◆ **THE PROBLEM**
Please list each line of the material below that contains the word "Indicate".
— start of RECORDS TO USE —
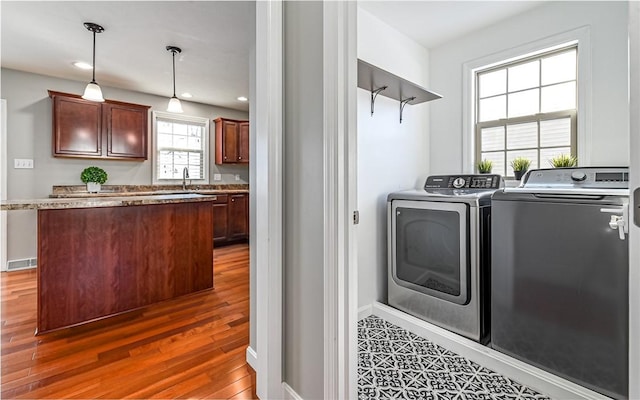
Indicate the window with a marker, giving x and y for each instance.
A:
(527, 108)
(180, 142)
— end of RECORDS TO USE —
— start of RECORDS TO USE —
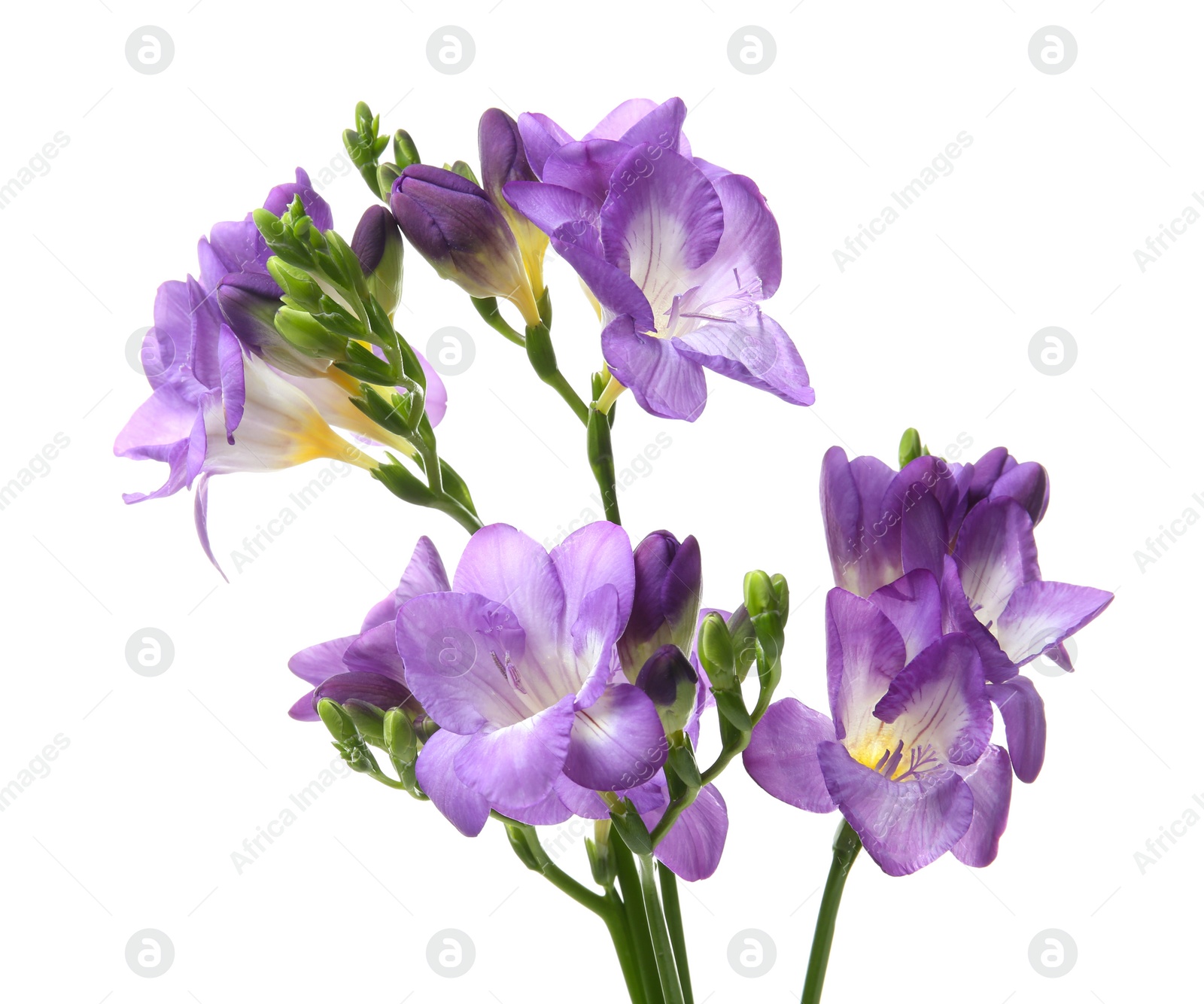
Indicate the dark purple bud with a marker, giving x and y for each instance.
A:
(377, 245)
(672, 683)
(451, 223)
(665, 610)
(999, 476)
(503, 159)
— end of RECORDS TO USE —
◆ **RESULT**
Indicate the window with a marker, giving x and y for each instance.
Indicate the dark purple bud with a marker, giving x and y for each instance.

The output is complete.